▸ **Exercise**
Find each line in the entries below that contains the word "chair", and copy those lines.

▸ **Given information**
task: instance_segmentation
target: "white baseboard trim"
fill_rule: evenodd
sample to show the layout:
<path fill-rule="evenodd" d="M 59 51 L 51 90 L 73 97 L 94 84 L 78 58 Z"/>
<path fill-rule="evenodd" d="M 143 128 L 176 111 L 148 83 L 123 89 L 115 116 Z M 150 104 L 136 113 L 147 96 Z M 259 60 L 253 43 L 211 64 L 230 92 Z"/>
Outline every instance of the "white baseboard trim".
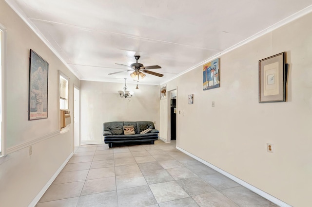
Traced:
<path fill-rule="evenodd" d="M 51 184 L 52 184 L 55 178 L 57 178 L 59 172 L 63 170 L 63 168 L 65 167 L 65 166 L 67 164 L 69 159 L 72 157 L 73 155 L 74 155 L 74 153 L 72 152 L 72 153 L 69 155 L 69 156 L 66 158 L 66 159 L 64 161 L 62 165 L 59 167 L 57 171 L 56 172 L 54 173 L 54 174 L 52 176 L 52 177 L 49 180 L 46 184 L 42 188 L 42 189 L 40 190 L 39 193 L 37 194 L 37 195 L 34 198 L 33 201 L 31 202 L 30 204 L 28 205 L 28 207 L 34 207 L 37 204 L 38 202 L 40 200 L 40 199 L 43 195 L 45 191 L 48 190 Z"/>
<path fill-rule="evenodd" d="M 158 138 L 160 139 L 160 140 L 161 140 L 161 141 L 163 141 L 165 143 L 170 143 L 170 142 L 168 142 L 168 141 L 167 141 L 167 140 L 160 137 Z"/>
<path fill-rule="evenodd" d="M 40 136 L 38 138 L 36 138 L 34 139 L 31 141 L 26 141 L 22 144 L 19 144 L 18 145 L 15 146 L 14 147 L 9 147 L 8 148 L 6 148 L 6 151 L 5 151 L 6 155 L 8 155 L 10 153 L 14 153 L 14 152 L 20 150 L 22 149 L 28 147 L 30 146 L 33 145 L 34 144 L 36 144 L 40 141 L 42 141 L 44 140 L 53 138 L 53 137 L 55 137 L 59 135 L 59 130 L 56 130 L 54 132 L 50 132 L 45 135 L 43 135 L 43 136 Z"/>
<path fill-rule="evenodd" d="M 229 173 L 218 168 L 217 167 L 215 166 L 212 164 L 211 164 L 208 162 L 206 162 L 203 159 L 200 158 L 199 157 L 195 155 L 194 155 L 191 153 L 190 153 L 189 152 L 183 150 L 182 148 L 180 148 L 179 147 L 176 146 L 176 147 L 177 150 L 186 154 L 189 156 L 191 156 L 192 157 L 194 158 L 194 159 L 196 159 L 197 161 L 199 161 L 199 162 L 207 165 L 207 166 L 212 168 L 216 172 L 220 172 L 223 175 L 228 177 L 229 178 L 231 179 L 231 180 L 234 180 L 236 183 L 249 189 L 250 190 L 254 192 L 255 193 L 256 193 L 258 195 L 264 197 L 264 198 L 269 200 L 272 203 L 274 203 L 275 204 L 278 205 L 278 206 L 280 206 L 281 207 L 292 207 L 292 206 L 290 206 L 287 204 L 287 203 L 284 202 L 283 201 L 281 201 L 280 200 L 275 198 L 275 197 L 273 196 L 272 195 L 264 192 L 264 191 L 260 190 L 260 189 L 255 187 L 254 186 L 253 186 L 250 185 L 250 184 L 246 183 L 243 180 L 241 180 L 240 179 L 234 176 L 234 175 L 231 174 L 230 174 Z"/>

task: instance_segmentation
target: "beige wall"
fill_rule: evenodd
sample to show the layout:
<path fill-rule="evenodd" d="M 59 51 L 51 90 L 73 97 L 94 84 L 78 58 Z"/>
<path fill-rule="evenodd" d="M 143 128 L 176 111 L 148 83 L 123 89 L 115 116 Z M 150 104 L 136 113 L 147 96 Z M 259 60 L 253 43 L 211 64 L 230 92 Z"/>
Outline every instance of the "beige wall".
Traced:
<path fill-rule="evenodd" d="M 120 98 L 117 92 L 124 83 L 82 81 L 80 82 L 81 143 L 103 143 L 103 123 L 115 121 L 156 121 L 159 130 L 160 89 L 158 86 L 127 84 L 135 92 L 130 99 Z"/>
<path fill-rule="evenodd" d="M 312 203 L 311 21 L 310 14 L 222 55 L 218 88 L 203 90 L 202 67 L 166 83 L 177 86 L 178 147 L 295 207 Z M 288 101 L 259 104 L 258 61 L 284 51 Z"/>
<path fill-rule="evenodd" d="M 0 206 L 29 205 L 74 149 L 73 130 L 59 135 L 58 70 L 70 78 L 69 109 L 79 80 L 3 0 L 0 24 L 6 29 L 7 156 L 0 158 Z M 49 63 L 48 118 L 28 121 L 29 51 Z M 47 138 L 45 139 L 45 138 Z M 28 155 L 28 147 L 32 155 Z"/>

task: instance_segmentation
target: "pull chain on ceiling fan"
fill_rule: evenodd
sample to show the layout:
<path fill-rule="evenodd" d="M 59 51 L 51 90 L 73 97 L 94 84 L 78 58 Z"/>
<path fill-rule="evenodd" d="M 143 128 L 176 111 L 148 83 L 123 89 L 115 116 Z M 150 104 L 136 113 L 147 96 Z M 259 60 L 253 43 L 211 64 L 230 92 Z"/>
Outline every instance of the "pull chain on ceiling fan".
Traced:
<path fill-rule="evenodd" d="M 132 78 L 135 79 L 135 80 L 138 80 L 140 77 L 141 79 L 144 78 L 144 77 L 146 76 L 146 75 L 144 74 L 141 71 L 143 71 L 146 73 L 155 75 L 158 77 L 162 77 L 164 76 L 162 74 L 158 73 L 155 72 L 153 72 L 151 71 L 148 70 L 148 69 L 161 69 L 161 67 L 158 65 L 155 66 L 145 66 L 141 63 L 139 63 L 137 62 L 137 60 L 140 58 L 140 56 L 139 55 L 135 55 L 135 57 L 136 58 L 136 62 L 132 64 L 130 66 L 127 66 L 124 64 L 121 64 L 120 63 L 115 63 L 116 65 L 118 65 L 119 66 L 126 67 L 127 68 L 131 69 L 130 70 L 124 70 L 121 71 L 119 72 L 113 72 L 112 73 L 109 73 L 109 75 L 113 75 L 114 74 L 119 73 L 123 72 L 128 72 L 129 71 L 134 71 L 130 74 L 130 76 Z"/>

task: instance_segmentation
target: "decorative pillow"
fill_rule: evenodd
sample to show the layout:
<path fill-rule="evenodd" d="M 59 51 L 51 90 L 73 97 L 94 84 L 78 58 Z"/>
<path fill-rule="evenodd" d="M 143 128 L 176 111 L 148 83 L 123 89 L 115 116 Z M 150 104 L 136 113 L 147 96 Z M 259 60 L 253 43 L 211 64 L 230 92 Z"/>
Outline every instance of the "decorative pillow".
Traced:
<path fill-rule="evenodd" d="M 148 133 L 151 131 L 152 131 L 152 129 L 150 129 L 149 128 L 148 129 L 146 129 L 145 130 L 141 131 L 141 132 L 140 132 L 140 134 L 141 134 L 141 135 L 143 135 L 144 134 Z"/>
<path fill-rule="evenodd" d="M 133 125 L 131 126 L 123 126 L 123 134 L 124 134 L 125 135 L 135 134 L 135 127 L 133 126 Z"/>

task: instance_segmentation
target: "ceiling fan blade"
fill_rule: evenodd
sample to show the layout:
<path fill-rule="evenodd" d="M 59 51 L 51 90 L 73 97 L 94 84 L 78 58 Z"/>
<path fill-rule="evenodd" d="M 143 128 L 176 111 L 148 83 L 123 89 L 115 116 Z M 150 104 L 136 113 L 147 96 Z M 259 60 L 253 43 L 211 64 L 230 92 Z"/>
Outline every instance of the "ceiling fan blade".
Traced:
<path fill-rule="evenodd" d="M 119 72 L 128 72 L 128 71 L 132 71 L 133 70 L 130 69 L 129 70 L 119 71 L 118 72 L 112 72 L 112 73 L 109 73 L 108 75 L 113 75 L 114 74 L 119 73 Z"/>
<path fill-rule="evenodd" d="M 143 71 L 144 72 L 146 72 L 146 73 L 150 74 L 151 75 L 156 75 L 156 76 L 158 76 L 158 77 L 162 77 L 164 76 L 162 74 L 158 73 L 155 72 L 152 72 L 149 70 L 146 70 L 144 69 L 144 70 L 143 70 Z"/>
<path fill-rule="evenodd" d="M 116 65 L 118 65 L 119 66 L 121 66 L 125 67 L 127 67 L 127 68 L 129 68 L 130 69 L 133 69 L 133 68 L 131 67 L 131 66 L 127 66 L 126 65 L 121 64 L 120 63 L 115 63 L 115 64 Z"/>
<path fill-rule="evenodd" d="M 159 66 L 156 65 L 156 66 L 143 66 L 142 67 L 140 68 L 140 69 L 161 69 L 161 67 Z"/>

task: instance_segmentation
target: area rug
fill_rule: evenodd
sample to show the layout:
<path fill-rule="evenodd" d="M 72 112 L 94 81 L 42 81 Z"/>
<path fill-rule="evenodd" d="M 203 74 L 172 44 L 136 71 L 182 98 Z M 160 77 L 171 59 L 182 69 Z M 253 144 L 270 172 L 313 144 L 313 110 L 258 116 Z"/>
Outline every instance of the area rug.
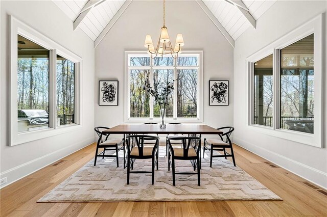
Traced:
<path fill-rule="evenodd" d="M 202 158 L 201 186 L 198 185 L 197 175 L 176 175 L 173 186 L 171 169 L 168 171 L 167 158 L 162 157 L 155 172 L 154 185 L 151 173 L 132 173 L 127 185 L 123 158 L 119 160 L 119 168 L 112 158 L 99 157 L 95 167 L 94 160 L 90 161 L 38 202 L 282 200 L 223 158 L 214 158 L 212 168 L 207 155 Z M 193 171 L 189 161 L 176 162 L 176 172 Z M 136 160 L 134 170 L 151 171 L 151 160 Z"/>

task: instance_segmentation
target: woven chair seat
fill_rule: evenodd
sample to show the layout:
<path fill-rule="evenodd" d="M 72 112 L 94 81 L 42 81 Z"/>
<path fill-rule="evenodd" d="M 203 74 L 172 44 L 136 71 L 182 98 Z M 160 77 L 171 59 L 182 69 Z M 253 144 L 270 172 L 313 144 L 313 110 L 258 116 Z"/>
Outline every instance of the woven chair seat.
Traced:
<path fill-rule="evenodd" d="M 152 155 L 153 147 L 143 147 L 143 156 L 151 156 Z M 138 156 L 138 148 L 135 147 L 132 149 L 131 151 L 131 155 Z"/>
<path fill-rule="evenodd" d="M 100 143 L 99 146 L 105 146 L 105 145 L 118 145 L 123 142 L 123 140 L 118 139 L 111 139 L 107 140 L 104 142 Z"/>
<path fill-rule="evenodd" d="M 177 157 L 184 157 L 184 149 L 181 148 L 174 148 L 174 155 Z M 190 147 L 189 149 L 189 153 L 188 153 L 189 157 L 196 156 L 196 152 L 194 148 Z M 185 156 L 186 157 L 186 156 Z"/>
<path fill-rule="evenodd" d="M 206 140 L 207 143 L 213 146 L 229 146 L 229 144 L 219 139 L 213 139 Z"/>

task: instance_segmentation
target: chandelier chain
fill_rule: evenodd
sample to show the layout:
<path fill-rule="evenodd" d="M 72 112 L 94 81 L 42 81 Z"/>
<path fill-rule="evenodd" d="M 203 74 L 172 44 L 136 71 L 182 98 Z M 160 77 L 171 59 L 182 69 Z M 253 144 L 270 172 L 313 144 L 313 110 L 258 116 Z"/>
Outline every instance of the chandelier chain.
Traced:
<path fill-rule="evenodd" d="M 164 26 L 165 26 L 165 0 L 164 0 Z"/>

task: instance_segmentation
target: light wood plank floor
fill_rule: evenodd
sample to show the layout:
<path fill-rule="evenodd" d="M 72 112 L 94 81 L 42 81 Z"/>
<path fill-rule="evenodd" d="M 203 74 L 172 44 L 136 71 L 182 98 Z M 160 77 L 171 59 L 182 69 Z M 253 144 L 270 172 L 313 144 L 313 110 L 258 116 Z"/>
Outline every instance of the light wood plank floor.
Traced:
<path fill-rule="evenodd" d="M 95 144 L 0 191 L 1 216 L 327 216 L 327 196 L 308 182 L 235 145 L 237 165 L 282 201 L 41 203 L 36 201 L 94 157 Z M 307 182 L 307 184 L 303 182 Z M 310 183 L 309 183 L 310 185 Z"/>

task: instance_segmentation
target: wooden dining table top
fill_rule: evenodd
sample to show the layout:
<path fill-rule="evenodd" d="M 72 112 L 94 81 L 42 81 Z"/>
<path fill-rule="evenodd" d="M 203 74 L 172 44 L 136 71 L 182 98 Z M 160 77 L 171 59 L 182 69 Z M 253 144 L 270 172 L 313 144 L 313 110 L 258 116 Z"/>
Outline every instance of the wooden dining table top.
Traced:
<path fill-rule="evenodd" d="M 112 134 L 156 133 L 156 134 L 223 134 L 205 124 L 167 124 L 161 128 L 159 124 L 120 124 L 103 131 Z"/>

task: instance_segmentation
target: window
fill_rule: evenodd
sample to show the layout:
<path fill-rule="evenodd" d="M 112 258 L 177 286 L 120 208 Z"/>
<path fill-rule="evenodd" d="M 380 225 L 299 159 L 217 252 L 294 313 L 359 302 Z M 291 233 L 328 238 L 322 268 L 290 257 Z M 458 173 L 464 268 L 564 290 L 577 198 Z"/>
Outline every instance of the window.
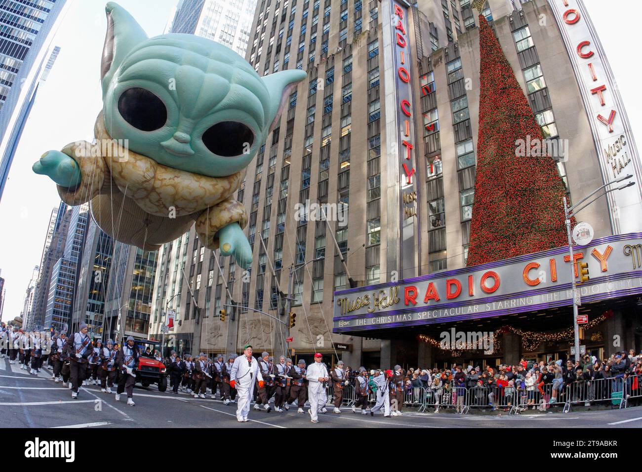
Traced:
<path fill-rule="evenodd" d="M 366 281 L 368 285 L 379 283 L 380 281 L 379 268 L 381 266 L 374 265 L 372 267 L 366 268 L 366 276 L 368 277 Z"/>
<path fill-rule="evenodd" d="M 513 39 L 517 48 L 517 52 L 521 53 L 533 46 L 533 39 L 530 37 L 530 30 L 528 26 L 519 28 L 513 32 Z"/>
<path fill-rule="evenodd" d="M 376 218 L 368 221 L 368 241 L 369 246 L 379 244 L 381 242 L 381 218 Z"/>
<path fill-rule="evenodd" d="M 555 137 L 557 135 L 557 125 L 555 125 L 555 118 L 552 110 L 544 110 L 535 115 L 537 124 L 542 127 L 542 133 L 544 139 Z"/>
<path fill-rule="evenodd" d="M 325 256 L 325 236 L 317 236 L 315 238 L 315 259 Z"/>
<path fill-rule="evenodd" d="M 444 198 L 428 202 L 428 219 L 430 220 L 430 227 L 428 229 L 440 228 L 446 225 Z"/>
<path fill-rule="evenodd" d="M 303 282 L 294 283 L 294 300 L 292 301 L 293 305 L 301 305 L 303 304 Z"/>
<path fill-rule="evenodd" d="M 352 70 L 352 57 L 348 56 L 343 59 L 343 73 L 347 74 Z"/>
<path fill-rule="evenodd" d="M 330 85 L 334 82 L 334 68 L 330 67 L 325 71 L 325 85 Z"/>
<path fill-rule="evenodd" d="M 462 221 L 470 220 L 473 217 L 473 201 L 474 200 L 475 189 L 474 188 L 464 190 L 459 193 L 459 198 L 462 204 Z"/>
<path fill-rule="evenodd" d="M 341 100 L 342 103 L 346 103 L 352 100 L 352 83 L 351 82 L 345 85 L 341 89 Z"/>
<path fill-rule="evenodd" d="M 450 102 L 450 109 L 453 112 L 453 125 L 468 119 L 470 118 L 468 112 L 468 99 L 465 95 L 463 95 L 459 98 Z"/>
<path fill-rule="evenodd" d="M 375 67 L 368 73 L 368 88 L 379 85 L 379 67 Z"/>
<path fill-rule="evenodd" d="M 368 179 L 368 201 L 381 197 L 381 175 L 377 174 Z"/>
<path fill-rule="evenodd" d="M 338 274 L 334 275 L 334 290 L 341 290 L 345 288 L 347 277 L 345 274 Z"/>
<path fill-rule="evenodd" d="M 457 143 L 457 169 L 461 170 L 474 165 L 475 154 L 473 150 L 473 138 Z"/>
<path fill-rule="evenodd" d="M 537 92 L 546 86 L 541 64 L 535 64 L 532 67 L 525 69 L 524 76 L 526 78 L 526 88 L 528 93 Z"/>
<path fill-rule="evenodd" d="M 432 162 L 430 162 L 432 160 Z M 435 156 L 434 158 L 426 158 L 426 175 L 428 179 L 440 177 L 444 173 L 441 157 Z"/>
<path fill-rule="evenodd" d="M 368 121 L 374 121 L 379 119 L 381 116 L 381 103 L 379 100 L 372 100 L 368 103 Z"/>
<path fill-rule="evenodd" d="M 446 66 L 448 73 L 448 83 L 459 80 L 464 78 L 464 71 L 462 69 L 462 60 L 459 58 L 449 62 Z"/>
<path fill-rule="evenodd" d="M 320 303 L 323 301 L 323 277 L 314 279 L 312 281 L 312 303 Z"/>

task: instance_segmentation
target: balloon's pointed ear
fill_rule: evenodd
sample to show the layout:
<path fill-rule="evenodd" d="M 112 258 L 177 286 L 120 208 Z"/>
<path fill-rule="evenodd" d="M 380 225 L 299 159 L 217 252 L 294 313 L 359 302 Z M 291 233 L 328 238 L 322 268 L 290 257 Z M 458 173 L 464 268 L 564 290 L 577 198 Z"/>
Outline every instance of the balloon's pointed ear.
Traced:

▸ **Exercise response**
target: woven chair seat
Outline every instance of the woven chair seat.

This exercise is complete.